Exercise brief
Copy the listing from the line with "truck. Report pixel corners as JSON arrays." through the end, changing "green vintage truck" to "red pickup truck" and leaving everything else the same.

Materials provided
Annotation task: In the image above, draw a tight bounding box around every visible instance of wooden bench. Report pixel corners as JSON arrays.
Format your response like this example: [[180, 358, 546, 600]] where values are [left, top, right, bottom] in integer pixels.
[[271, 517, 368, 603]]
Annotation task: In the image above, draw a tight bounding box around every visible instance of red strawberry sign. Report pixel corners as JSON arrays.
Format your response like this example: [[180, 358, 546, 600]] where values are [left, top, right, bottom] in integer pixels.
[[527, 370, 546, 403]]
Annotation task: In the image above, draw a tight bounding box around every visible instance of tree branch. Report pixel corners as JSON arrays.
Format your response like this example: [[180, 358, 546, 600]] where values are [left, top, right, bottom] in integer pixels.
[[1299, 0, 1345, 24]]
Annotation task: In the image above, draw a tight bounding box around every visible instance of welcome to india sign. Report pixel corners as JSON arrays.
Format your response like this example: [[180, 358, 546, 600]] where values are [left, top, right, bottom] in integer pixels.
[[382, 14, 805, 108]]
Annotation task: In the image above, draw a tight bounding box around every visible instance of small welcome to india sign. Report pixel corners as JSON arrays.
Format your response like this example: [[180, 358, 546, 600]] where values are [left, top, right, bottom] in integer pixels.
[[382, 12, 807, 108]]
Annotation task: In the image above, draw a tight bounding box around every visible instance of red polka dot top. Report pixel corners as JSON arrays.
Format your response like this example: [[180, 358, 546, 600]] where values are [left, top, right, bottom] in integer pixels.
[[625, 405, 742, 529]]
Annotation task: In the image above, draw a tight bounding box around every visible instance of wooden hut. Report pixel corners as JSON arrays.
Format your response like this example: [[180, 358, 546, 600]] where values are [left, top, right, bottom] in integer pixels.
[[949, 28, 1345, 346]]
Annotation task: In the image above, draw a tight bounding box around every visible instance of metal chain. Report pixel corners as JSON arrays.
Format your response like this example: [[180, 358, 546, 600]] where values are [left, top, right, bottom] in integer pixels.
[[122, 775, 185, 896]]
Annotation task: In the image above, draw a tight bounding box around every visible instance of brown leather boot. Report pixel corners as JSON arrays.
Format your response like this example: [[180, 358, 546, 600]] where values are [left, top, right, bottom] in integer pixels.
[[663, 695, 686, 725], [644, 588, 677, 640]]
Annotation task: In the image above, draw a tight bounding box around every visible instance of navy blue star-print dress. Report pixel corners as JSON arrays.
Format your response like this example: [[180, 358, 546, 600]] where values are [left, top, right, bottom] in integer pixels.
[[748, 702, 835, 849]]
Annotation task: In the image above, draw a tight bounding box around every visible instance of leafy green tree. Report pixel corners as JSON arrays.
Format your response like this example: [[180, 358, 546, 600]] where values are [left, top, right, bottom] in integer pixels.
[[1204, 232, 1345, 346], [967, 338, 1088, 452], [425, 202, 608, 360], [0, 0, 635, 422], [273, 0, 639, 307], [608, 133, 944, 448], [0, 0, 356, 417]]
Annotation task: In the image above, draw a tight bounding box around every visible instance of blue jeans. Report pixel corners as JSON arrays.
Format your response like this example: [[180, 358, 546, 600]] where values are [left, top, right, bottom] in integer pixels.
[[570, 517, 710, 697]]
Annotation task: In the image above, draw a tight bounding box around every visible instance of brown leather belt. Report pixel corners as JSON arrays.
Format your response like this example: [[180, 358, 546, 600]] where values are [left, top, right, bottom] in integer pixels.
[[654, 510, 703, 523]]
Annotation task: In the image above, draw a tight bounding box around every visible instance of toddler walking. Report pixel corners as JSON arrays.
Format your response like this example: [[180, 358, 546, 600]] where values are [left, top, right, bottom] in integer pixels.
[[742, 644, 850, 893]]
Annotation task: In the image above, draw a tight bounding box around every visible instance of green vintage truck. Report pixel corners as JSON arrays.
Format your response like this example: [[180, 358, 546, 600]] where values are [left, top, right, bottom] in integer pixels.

Correct response
Annotation task: In the image above, draw a tight bounding box around every visible instance of red pickup truck. Report pixel corners as JSON arrays.
Format your response like this example: [[180, 358, 546, 600]] where values are [left, top, right, bottom] in integer pixels.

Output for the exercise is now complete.